§ **Goal of the exercise**: Reproduce, character for character, everything in the data below from the line containing "the tree shadow" down to the line containing "Target: tree shadow on sand", with both of those lines included.

§ **Provided records**:

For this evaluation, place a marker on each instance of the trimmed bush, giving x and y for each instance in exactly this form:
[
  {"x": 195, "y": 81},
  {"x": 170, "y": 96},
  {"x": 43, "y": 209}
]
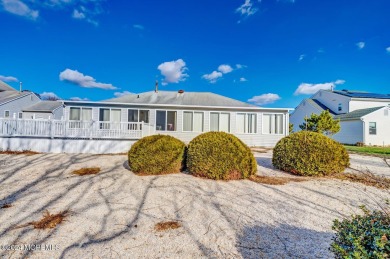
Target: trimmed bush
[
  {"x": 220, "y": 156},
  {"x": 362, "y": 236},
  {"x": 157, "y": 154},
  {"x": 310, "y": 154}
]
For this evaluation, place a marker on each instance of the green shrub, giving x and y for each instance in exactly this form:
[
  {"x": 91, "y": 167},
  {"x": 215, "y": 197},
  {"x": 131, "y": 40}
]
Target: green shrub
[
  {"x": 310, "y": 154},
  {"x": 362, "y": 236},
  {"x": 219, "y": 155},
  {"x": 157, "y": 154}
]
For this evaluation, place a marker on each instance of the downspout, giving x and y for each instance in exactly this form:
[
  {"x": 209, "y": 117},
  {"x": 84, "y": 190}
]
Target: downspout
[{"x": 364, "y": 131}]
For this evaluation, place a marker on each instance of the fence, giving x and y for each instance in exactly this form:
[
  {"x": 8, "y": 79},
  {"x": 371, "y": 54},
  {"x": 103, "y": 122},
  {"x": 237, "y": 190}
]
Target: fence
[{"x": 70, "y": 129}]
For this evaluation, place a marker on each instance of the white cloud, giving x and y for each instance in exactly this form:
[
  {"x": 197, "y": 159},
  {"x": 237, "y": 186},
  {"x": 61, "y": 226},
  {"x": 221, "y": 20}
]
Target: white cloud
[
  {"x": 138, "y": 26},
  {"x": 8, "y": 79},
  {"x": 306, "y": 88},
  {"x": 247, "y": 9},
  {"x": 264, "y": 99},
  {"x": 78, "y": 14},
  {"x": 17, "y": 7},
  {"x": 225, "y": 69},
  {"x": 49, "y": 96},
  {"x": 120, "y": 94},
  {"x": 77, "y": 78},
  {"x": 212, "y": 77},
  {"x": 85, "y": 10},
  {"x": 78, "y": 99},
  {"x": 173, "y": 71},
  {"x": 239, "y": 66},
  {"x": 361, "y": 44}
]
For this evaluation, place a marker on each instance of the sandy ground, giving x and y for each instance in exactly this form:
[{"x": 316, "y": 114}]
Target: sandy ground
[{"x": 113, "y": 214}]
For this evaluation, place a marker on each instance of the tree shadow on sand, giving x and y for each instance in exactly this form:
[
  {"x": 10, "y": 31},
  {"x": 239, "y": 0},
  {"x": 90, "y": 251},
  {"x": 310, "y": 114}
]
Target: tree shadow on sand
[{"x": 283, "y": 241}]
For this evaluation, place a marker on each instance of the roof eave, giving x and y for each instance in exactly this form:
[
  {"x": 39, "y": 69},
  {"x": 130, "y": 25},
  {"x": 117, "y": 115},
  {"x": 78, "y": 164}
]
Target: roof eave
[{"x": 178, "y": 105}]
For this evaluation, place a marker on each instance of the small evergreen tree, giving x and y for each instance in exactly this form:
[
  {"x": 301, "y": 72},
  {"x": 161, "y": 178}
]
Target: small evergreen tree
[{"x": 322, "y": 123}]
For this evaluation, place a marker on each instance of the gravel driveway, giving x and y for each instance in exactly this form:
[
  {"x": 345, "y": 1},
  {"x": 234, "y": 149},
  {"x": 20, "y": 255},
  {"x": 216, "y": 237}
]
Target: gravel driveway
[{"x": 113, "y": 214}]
--
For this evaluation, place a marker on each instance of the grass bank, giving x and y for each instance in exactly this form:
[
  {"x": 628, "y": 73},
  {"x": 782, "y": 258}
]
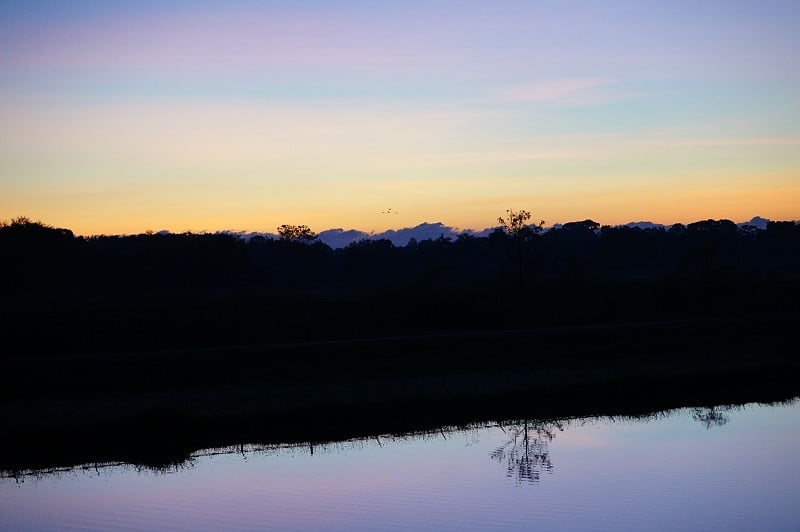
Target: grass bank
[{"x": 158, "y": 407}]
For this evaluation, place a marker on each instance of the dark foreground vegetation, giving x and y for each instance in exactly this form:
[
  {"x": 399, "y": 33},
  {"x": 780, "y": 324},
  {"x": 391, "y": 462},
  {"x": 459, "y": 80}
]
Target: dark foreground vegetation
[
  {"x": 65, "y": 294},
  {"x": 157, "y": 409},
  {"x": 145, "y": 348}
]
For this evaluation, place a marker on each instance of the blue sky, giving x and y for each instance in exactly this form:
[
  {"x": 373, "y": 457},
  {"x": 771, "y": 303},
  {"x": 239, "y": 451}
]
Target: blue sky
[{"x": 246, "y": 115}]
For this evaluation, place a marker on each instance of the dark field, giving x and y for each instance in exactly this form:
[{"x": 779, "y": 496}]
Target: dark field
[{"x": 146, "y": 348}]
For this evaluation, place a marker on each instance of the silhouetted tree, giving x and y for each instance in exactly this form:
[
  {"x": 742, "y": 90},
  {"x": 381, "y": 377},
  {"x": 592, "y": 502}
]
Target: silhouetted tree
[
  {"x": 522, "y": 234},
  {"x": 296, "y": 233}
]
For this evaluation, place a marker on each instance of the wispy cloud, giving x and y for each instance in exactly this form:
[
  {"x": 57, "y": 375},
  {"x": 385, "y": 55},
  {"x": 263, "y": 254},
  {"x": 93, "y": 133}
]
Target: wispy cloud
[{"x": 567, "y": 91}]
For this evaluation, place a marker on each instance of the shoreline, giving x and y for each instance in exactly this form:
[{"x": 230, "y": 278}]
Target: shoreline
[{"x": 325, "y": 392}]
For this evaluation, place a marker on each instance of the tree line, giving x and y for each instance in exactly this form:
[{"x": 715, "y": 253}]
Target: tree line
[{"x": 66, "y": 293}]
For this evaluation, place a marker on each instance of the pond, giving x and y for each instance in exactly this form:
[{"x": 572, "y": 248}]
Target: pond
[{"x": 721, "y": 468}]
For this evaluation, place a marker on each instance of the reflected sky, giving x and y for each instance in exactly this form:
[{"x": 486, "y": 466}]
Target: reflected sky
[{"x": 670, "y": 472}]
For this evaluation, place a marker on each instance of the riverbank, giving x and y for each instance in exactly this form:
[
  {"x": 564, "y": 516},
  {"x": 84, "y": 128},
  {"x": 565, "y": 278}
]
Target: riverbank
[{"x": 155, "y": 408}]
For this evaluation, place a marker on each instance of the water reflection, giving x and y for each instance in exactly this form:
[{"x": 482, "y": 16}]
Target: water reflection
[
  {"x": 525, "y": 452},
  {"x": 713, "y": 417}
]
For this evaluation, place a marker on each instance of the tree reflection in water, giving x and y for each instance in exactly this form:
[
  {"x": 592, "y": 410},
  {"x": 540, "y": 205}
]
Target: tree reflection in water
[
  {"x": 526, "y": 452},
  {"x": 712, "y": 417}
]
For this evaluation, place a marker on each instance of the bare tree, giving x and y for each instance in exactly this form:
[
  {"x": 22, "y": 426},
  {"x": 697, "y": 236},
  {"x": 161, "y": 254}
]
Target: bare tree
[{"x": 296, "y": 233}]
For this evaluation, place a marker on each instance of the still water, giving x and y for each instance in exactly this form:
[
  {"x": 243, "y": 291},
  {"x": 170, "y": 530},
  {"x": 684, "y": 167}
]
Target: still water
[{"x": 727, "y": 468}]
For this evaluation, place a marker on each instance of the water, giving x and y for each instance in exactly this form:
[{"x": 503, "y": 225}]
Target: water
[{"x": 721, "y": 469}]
==
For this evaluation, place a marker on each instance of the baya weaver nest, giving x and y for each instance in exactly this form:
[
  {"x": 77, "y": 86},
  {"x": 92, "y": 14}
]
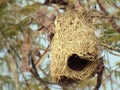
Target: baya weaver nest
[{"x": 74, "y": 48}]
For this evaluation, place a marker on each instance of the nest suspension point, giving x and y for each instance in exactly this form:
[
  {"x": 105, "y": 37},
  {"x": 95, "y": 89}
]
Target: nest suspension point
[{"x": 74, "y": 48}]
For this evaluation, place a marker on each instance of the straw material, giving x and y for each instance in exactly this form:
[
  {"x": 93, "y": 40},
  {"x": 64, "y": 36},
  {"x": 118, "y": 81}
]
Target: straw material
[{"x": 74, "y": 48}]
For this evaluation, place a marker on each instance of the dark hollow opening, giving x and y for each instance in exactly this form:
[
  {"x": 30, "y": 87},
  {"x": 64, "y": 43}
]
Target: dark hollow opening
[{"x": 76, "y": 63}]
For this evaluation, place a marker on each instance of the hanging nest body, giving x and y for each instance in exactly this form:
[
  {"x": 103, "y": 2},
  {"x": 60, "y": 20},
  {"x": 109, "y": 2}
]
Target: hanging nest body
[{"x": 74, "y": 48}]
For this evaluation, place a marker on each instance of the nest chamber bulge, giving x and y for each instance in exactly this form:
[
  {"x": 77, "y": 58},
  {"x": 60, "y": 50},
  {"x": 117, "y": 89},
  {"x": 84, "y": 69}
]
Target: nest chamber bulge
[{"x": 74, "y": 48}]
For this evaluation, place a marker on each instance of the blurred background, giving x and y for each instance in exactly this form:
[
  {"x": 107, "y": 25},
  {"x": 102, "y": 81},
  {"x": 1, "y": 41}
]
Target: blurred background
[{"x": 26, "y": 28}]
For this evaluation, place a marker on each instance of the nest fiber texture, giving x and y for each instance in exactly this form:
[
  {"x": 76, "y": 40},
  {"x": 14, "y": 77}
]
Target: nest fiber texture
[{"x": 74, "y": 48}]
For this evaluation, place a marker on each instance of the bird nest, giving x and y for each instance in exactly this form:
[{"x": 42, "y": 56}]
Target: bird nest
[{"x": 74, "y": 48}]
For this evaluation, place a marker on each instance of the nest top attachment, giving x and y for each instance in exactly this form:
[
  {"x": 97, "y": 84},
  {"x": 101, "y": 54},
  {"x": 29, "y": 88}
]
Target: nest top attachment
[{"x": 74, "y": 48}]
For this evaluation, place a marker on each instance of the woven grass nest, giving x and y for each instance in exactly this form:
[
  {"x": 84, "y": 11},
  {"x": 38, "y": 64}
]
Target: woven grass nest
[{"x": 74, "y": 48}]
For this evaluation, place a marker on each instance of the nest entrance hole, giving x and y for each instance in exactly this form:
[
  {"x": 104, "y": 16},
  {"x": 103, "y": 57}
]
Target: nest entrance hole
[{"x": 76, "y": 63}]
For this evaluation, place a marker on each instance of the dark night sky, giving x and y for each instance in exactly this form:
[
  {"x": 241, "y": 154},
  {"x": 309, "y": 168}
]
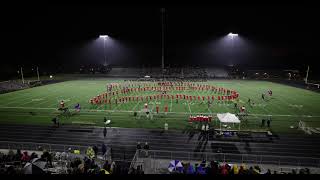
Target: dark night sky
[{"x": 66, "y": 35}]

§ **Exercise result**:
For this evaluation, place a marker on each instance of the tree shadow on sand, giving x and y for each instance in exactly this form:
[
  {"x": 10, "y": 31},
  {"x": 239, "y": 0},
  {"x": 90, "y": 251},
  {"x": 310, "y": 114}
]
Target: tree shadow on sand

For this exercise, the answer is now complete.